* **Task description**: Write out exactly the lines running from the one that contains "Provide one point per instance of the skate" through the end of the material.

* **Provided records**:
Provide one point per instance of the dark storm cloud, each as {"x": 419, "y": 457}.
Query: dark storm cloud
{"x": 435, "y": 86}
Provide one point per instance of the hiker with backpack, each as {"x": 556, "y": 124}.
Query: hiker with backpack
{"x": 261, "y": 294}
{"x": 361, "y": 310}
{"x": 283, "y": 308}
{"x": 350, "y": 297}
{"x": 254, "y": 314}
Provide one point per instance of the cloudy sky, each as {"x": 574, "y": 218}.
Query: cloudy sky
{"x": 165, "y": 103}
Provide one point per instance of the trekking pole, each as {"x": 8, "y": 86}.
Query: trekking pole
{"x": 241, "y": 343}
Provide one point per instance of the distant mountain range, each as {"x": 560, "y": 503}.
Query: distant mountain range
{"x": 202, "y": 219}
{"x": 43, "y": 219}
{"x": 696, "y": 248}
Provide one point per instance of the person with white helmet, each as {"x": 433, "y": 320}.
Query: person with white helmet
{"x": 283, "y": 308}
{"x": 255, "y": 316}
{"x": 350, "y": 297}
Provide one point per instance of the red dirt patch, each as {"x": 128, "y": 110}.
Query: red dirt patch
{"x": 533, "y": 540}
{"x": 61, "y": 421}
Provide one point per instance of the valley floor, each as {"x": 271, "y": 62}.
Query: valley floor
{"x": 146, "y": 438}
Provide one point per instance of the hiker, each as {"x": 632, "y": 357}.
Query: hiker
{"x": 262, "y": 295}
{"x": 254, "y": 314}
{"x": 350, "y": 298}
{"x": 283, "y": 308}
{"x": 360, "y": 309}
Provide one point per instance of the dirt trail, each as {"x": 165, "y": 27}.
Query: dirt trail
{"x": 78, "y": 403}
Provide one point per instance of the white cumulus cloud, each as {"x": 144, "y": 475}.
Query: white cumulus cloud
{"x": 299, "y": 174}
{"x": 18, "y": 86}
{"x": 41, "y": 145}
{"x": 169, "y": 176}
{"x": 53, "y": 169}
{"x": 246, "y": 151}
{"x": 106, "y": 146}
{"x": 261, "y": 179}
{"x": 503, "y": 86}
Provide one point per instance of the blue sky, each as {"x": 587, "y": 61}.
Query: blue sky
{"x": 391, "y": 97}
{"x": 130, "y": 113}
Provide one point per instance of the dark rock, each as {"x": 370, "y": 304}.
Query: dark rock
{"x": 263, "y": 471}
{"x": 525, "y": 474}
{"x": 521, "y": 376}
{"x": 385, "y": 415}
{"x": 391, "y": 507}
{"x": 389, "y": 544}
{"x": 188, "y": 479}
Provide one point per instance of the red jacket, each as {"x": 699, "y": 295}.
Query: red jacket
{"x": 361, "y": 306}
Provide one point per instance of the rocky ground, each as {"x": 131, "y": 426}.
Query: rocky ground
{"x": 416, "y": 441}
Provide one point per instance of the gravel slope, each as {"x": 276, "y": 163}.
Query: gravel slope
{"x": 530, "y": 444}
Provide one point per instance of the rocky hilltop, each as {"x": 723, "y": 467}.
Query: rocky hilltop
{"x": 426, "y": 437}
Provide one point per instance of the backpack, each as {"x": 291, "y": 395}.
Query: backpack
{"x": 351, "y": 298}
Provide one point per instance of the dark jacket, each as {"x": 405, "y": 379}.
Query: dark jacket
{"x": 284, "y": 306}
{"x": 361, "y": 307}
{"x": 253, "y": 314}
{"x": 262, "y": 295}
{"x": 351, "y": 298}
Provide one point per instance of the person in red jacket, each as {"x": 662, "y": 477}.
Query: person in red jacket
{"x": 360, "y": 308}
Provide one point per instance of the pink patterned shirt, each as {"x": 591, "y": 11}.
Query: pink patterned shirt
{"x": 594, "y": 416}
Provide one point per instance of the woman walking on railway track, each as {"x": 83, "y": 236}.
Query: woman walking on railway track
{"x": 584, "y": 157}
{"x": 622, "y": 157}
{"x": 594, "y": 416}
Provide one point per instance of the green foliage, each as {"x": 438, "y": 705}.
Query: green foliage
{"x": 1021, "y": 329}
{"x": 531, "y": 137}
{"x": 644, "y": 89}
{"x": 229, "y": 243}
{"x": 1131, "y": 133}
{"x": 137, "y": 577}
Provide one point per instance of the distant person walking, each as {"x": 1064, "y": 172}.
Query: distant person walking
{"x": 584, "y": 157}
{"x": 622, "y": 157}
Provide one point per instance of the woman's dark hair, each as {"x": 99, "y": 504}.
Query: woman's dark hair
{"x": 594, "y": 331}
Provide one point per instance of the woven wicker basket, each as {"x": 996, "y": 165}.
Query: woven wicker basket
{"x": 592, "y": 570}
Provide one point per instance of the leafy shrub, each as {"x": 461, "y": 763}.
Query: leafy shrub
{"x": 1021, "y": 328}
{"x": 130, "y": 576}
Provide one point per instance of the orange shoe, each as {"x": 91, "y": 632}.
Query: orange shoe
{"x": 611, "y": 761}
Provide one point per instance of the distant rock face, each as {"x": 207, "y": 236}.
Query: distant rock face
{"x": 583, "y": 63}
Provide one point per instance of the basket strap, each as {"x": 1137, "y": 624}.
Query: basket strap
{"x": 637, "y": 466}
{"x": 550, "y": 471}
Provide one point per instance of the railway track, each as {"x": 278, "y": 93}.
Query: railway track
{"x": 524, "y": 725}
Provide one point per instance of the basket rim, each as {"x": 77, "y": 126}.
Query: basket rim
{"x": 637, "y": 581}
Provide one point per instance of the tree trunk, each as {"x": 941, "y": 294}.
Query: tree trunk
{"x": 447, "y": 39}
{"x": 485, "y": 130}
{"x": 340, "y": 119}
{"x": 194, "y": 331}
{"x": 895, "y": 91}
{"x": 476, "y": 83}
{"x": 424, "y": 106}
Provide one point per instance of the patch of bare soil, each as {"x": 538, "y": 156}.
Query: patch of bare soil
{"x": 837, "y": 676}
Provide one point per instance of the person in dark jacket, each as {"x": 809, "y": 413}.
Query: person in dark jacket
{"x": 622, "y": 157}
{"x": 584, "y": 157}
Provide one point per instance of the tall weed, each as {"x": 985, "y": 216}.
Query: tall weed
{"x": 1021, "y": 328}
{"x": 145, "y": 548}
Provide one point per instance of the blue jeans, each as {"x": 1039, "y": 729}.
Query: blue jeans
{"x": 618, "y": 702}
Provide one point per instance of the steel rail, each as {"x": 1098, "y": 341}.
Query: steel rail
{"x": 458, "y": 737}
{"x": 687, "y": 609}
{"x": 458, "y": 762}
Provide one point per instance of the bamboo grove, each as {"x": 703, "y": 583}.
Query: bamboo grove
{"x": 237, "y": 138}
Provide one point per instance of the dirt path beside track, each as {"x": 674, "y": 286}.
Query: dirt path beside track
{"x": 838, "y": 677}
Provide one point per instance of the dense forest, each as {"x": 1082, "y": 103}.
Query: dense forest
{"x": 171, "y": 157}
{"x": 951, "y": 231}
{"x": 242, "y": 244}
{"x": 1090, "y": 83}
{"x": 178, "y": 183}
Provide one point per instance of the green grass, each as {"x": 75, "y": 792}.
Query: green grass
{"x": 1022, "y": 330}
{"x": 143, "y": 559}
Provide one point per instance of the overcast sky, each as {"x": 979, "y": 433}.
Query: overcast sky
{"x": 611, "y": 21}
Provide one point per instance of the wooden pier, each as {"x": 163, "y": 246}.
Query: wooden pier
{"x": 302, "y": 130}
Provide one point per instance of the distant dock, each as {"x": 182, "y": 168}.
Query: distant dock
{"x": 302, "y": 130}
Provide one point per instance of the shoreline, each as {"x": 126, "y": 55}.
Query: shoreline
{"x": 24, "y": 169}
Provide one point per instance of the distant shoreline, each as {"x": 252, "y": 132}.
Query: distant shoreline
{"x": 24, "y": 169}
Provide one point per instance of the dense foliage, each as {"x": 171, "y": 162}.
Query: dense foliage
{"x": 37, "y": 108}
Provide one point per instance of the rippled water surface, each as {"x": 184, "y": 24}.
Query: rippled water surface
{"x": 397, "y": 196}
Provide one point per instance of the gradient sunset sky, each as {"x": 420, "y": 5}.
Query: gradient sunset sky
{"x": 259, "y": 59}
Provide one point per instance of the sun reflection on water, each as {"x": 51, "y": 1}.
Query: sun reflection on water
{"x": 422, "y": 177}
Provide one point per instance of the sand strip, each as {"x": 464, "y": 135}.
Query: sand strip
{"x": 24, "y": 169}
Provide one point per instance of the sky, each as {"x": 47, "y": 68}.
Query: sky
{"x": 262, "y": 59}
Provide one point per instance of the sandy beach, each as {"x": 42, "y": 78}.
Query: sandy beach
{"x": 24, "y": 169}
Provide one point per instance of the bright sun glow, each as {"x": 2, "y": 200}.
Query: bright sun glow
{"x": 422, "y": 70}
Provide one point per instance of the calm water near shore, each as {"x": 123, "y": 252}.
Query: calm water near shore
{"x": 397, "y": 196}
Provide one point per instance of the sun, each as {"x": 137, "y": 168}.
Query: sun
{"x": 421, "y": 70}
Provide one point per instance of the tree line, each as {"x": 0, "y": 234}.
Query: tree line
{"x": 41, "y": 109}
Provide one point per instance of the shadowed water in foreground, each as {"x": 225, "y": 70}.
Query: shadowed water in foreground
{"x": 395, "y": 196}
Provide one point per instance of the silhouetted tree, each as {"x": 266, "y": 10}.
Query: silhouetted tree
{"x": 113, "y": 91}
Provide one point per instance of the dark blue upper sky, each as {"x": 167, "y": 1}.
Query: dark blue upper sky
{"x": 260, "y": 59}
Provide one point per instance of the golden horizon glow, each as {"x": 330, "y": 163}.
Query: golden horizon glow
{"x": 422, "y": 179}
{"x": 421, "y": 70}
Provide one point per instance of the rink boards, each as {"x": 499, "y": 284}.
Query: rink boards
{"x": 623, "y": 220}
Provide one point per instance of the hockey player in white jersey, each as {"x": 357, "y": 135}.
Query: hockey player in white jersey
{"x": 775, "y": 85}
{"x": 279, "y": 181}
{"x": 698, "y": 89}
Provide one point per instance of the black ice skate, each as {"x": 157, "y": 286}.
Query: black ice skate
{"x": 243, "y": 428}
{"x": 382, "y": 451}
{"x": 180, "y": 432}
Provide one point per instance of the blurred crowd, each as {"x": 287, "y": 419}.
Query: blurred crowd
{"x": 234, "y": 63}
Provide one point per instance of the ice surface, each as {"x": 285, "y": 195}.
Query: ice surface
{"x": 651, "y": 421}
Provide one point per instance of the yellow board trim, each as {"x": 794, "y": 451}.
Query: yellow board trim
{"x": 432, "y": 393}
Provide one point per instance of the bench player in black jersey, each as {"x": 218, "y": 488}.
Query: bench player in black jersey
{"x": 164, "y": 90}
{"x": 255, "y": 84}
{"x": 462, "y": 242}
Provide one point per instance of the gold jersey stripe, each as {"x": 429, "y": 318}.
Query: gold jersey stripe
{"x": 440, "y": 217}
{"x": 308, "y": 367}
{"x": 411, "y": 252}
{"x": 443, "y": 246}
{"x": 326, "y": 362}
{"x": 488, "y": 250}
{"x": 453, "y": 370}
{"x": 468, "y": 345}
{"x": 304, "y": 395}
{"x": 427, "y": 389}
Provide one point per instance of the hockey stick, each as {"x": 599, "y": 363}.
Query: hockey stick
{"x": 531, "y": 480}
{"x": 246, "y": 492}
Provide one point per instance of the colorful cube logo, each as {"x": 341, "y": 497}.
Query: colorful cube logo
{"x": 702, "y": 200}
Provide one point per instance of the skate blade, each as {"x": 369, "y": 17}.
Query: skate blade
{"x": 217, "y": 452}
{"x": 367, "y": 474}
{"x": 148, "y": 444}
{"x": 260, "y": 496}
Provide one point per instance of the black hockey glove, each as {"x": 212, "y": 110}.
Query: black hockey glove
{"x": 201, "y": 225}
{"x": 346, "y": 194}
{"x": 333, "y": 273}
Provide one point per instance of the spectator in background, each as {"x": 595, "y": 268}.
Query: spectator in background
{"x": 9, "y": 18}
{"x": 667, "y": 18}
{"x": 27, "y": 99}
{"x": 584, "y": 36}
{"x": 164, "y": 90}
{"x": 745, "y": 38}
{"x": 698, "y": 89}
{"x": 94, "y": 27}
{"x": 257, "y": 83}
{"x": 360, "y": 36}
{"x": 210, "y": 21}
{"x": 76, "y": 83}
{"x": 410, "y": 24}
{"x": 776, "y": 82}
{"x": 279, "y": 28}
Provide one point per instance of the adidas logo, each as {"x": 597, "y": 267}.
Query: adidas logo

* **Written answer**:
Provide one point per instance of the skate blade, each as {"x": 369, "y": 17}.
Query: skate blade
{"x": 217, "y": 452}
{"x": 367, "y": 474}
{"x": 148, "y": 444}
{"x": 260, "y": 496}
Provide one point per instance of the black hockey glove, each as {"x": 212, "y": 110}.
Query: black hockey glove
{"x": 201, "y": 225}
{"x": 346, "y": 194}
{"x": 333, "y": 273}
Provide one point per instance of the spectator in background, each as {"x": 595, "y": 268}.
Query: spectator in background
{"x": 9, "y": 18}
{"x": 667, "y": 18}
{"x": 27, "y": 99}
{"x": 584, "y": 36}
{"x": 164, "y": 90}
{"x": 745, "y": 38}
{"x": 698, "y": 89}
{"x": 94, "y": 27}
{"x": 257, "y": 83}
{"x": 360, "y": 36}
{"x": 210, "y": 21}
{"x": 76, "y": 83}
{"x": 410, "y": 24}
{"x": 776, "y": 82}
{"x": 279, "y": 28}
Provide one point per instance of the adidas logo, each as {"x": 597, "y": 267}.
Query: adidas logo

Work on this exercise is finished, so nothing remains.